--- Stored data Enclosed Below ---
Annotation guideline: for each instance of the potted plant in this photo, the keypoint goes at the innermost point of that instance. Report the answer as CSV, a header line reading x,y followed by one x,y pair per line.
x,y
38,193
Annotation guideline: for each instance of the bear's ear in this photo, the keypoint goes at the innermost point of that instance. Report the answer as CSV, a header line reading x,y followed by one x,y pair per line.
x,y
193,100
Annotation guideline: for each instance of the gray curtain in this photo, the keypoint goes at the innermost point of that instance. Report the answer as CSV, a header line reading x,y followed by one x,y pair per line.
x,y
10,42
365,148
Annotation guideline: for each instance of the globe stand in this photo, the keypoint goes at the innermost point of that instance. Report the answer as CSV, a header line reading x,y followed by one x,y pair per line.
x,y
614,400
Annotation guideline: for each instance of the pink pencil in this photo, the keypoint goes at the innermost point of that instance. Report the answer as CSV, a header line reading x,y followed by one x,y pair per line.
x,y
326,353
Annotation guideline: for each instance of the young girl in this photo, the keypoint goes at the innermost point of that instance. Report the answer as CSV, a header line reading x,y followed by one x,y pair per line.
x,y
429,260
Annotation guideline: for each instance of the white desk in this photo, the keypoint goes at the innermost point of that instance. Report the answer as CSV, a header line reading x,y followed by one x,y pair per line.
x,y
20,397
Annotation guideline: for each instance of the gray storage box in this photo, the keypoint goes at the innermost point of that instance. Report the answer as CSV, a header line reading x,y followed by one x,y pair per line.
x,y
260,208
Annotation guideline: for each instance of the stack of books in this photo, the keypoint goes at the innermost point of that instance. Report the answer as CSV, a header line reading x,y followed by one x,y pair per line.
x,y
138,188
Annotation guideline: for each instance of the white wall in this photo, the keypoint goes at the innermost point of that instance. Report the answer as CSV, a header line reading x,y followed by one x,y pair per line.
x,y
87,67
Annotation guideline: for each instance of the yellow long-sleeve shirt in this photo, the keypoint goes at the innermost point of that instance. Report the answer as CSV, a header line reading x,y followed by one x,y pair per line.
--- End of Enclosed Stored data ---
_What this task involves_.
Please transcribe all of the data above exactly.

_Exercise answer_.
Annotation guideline: for each instance of the potted plant in this photo, the keypoint goes at the innermost point of that instance. Report the answer as CSV, a header line reading x,y followed by one x,y pair per line.
x,y
38,193
Annotation guideline: for each instance of the bear's ear in this photo, the keypoint goes at the innermost point of that instance. Report the answer as CSV, a header line reading x,y followed by one x,y pair per line.
x,y
193,100
Annotation guideline: for each instance of the gray curtain in this photo, the keypoint goes at the innermost point of that instance. Report the answer as CSV, a header line reading x,y followed by one x,y pair per line.
x,y
10,42
365,148
Annotation guideline: for each instance of the globe stand in this photo, the keypoint goes at the innermost point of that instance. Report the answer as CSV, a header line reading x,y followed by one x,y pair per line.
x,y
614,400
Annotation guideline: for each instance of the pink pencil in this photo, the keypoint goes at the innermost point of that instance. Report the answer as CSV, a header line reading x,y followed by one x,y pair per line.
x,y
326,353
Annotation guideline: for each instance of the young girl in this photo, the keypoint goes at the innermost point of that instance. Report the answer as CSV, a header line reading x,y followed by one x,y pair per line.
x,y
429,260
Annotation guideline: for each instance of the white desk in this photo, the keypoint goes at the innermost point of that instance. Report the answer as CSV, a header line reading x,y followed by one x,y pair per line.
x,y
20,397
Annotation guideline: for each instance of the gray storage box in this photo, the keypoint goes at the innermost point of that instance. Report the answer as CSV, a header line reading x,y followed by one x,y pair per line.
x,y
260,208
Annotation guideline: for each instance of the stack of books in this photo, the keypoint goes at the innermost point of that instance. Report the answer as CSV, a header line reading x,y followed by one x,y pair per line.
x,y
138,188
Annotation guideline: for each instance of the white wall in this photo, the keypoint goes at the innermost point of that instance. Report the answer as CSV, a header line reading x,y followed by one x,y pair per line.
x,y
87,67
Annotation guideline: for each instance of the yellow long-sleeve shirt in this photo, the keypoint goes at the innermost point of that instance. Report the answer as CSV, a header line reading x,y followed by one x,y pair per line.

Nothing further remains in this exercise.